Activity A: List every individual character named in the episode summary below.
Activity B: Edit the episode summary below: repeat the part that begins at the words "It seems they" and stops after "him less intelligent.", with "Stratos" changed to "the cloud city".

A plague on planet Merak II is killing off all the vegetation. Never fear! The Federation is here! The Enterprise comes to the planet Ardana to pick up the zenite needed to end the plague and save the planet.

Spock and Kirk tell Plasus, the High Adviser of Ardana's ruling council, that they'd rather dispense with the frills of a welcoming committee and simply take the promised zenite and go, seeing as how it's an emergency. Plasus reluctantly agrees to meet Kirk on the planet surface outside the mines where the promised zenite is waiting. Kirk and Spock beam down to find no zenite, but a gang of Devo fans who seem a bit pissed off....

It seems they don't like being slaves in the zenite mines while the ruling class gets to lounge around in their pretty city in the clouds. Go figure! Furthermore, Stratos is unknowingly responsible for stunting the Troglytes' minds as well as their livelihoods, and they have no idea of this, so Kirk takes it upon himself to prove the real issue at hand, even if it means making himself one of the guinea pigs.


The Cloud Tropers:

  • Blatant Lies:
    • "I came to make repairs." The captured Troglyte is really bad at lying. Of course, working with raw zenite has made him less intelligent.
    • Also, Plasus' claims that his people are completely nonviolent.
  • Captain's Log: Kirk is taking a nap, so we get to hear Spock's lovely narrator voice.
    "This troubled planet is a place of the most violent contrasts. Those who receive the rewards are totally separated from those who shoulder the burdens. It is not a wise leadership. Here on Stratos, everything is incomparably beautiful and pleasant. The High Advisor's charming daughter Droxine, particularly so. The name Droxine seems appropriate for her. I wonder, can she retain such purity and sweetness of mind and be aware of the life of the people on the surface of the planet? There, the harsh life in the mines is instilling the people with a bitter hatred. The young girl who led the attack against us when we beamed down was filled with the violence of desperation. If the lovely Droxine knew of the young miner's misery, I wonder how the knowledge would affect her."
  • Cool Shades: Well, they were if you were New Wave back in The '80s and this was filmed in The '60s. They have the practical use of protecting the eyes of the Troglytes, who are unaccustomed to bright light.
  • Crystal Spires and Togas: The floating city of Stratos.

Data:
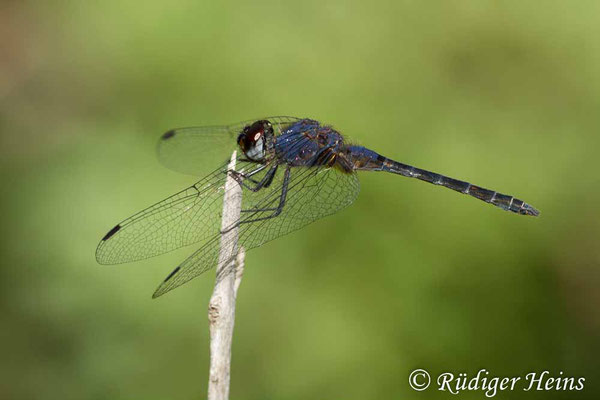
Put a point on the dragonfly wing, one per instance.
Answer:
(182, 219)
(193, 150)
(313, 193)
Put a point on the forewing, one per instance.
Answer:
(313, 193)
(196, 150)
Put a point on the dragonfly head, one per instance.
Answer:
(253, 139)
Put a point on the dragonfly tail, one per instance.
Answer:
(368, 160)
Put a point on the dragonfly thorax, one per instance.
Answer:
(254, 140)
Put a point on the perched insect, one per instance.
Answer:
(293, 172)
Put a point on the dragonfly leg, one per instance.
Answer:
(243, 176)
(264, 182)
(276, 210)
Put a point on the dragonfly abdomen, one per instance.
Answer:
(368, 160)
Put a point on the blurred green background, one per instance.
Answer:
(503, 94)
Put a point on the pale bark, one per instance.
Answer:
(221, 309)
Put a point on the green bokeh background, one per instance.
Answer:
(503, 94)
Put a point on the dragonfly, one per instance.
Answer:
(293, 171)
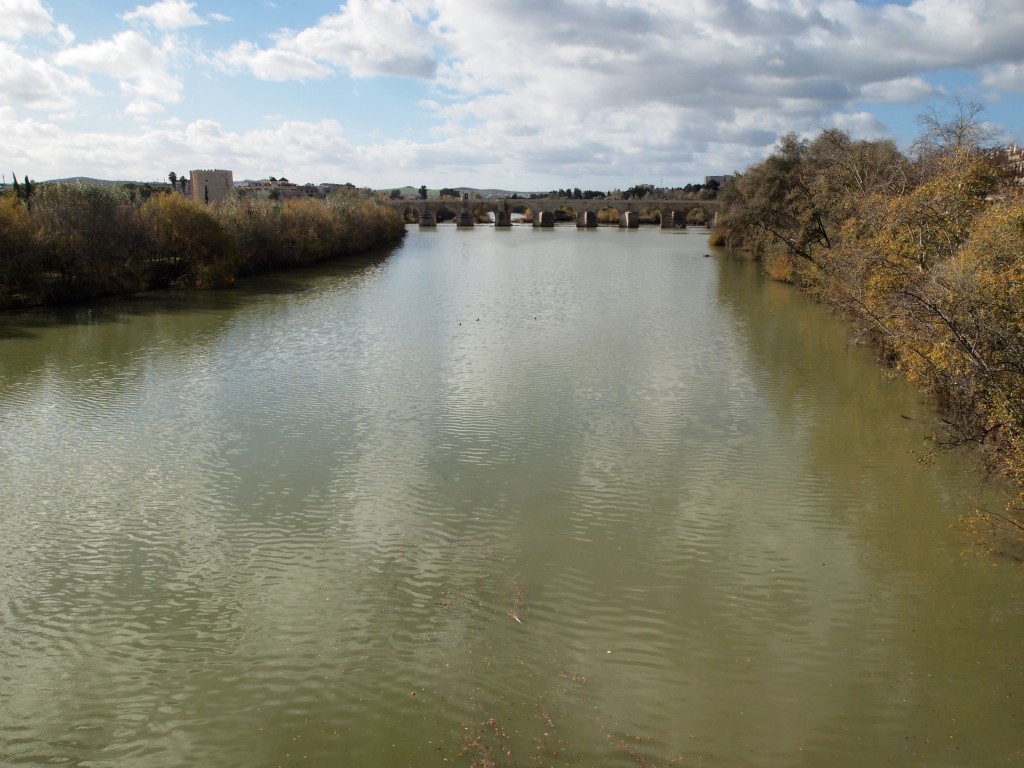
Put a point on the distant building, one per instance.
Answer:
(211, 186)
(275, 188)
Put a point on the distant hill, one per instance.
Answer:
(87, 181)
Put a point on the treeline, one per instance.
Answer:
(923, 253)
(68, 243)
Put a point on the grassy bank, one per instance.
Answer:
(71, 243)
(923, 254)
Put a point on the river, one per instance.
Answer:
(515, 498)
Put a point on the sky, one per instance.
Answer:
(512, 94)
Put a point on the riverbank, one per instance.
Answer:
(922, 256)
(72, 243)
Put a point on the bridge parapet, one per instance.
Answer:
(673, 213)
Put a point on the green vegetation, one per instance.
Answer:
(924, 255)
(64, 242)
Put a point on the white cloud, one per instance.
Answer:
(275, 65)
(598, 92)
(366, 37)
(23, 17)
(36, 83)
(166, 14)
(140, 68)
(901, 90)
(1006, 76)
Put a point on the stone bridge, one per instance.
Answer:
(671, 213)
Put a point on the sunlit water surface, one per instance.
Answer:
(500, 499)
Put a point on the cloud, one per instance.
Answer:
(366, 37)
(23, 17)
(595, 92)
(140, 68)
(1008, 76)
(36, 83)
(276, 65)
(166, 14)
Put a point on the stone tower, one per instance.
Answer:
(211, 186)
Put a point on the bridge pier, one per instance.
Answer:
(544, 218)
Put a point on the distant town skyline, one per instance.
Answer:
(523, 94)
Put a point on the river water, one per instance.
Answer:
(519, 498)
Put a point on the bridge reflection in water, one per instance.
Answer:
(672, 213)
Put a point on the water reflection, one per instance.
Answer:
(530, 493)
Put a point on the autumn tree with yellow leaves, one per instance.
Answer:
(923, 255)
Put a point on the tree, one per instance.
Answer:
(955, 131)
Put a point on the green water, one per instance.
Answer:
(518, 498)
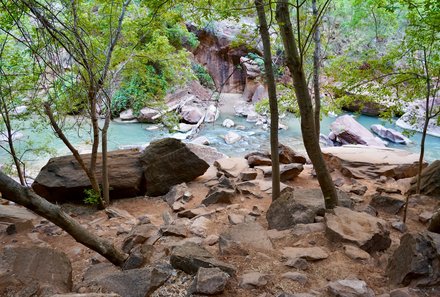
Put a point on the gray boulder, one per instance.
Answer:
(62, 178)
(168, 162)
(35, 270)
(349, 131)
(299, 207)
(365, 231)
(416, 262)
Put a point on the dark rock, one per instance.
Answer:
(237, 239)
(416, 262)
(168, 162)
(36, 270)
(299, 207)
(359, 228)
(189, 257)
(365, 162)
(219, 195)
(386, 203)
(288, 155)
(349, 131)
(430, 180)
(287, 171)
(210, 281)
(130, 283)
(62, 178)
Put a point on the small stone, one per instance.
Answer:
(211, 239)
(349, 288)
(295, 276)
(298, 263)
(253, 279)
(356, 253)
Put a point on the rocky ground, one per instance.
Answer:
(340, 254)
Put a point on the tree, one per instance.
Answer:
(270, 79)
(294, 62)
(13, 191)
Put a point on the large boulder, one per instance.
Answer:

Worked solution A: Spock, Kirk, Plasus, Droxine

Worked solution B:
It seems they don't like being slaves in the zenite mines while the ruling class gets to lounge around in their pretty city in the clouds. Go figure! Furthermore, the cloud city is unknowingly responsible for stunting the Troglytes' minds as well as their livelihoods, and they have no idea of this, so Kirk takes it upon himself to prove the real issue at hand, even if it means making himself one of the guinea pigs.


The Cloud Tropers:

  • Blatant Lies:
    • "I came to make repairs." The captured Troglyte is really bad at lying. Of course, working with raw zenite has made him less intelligent.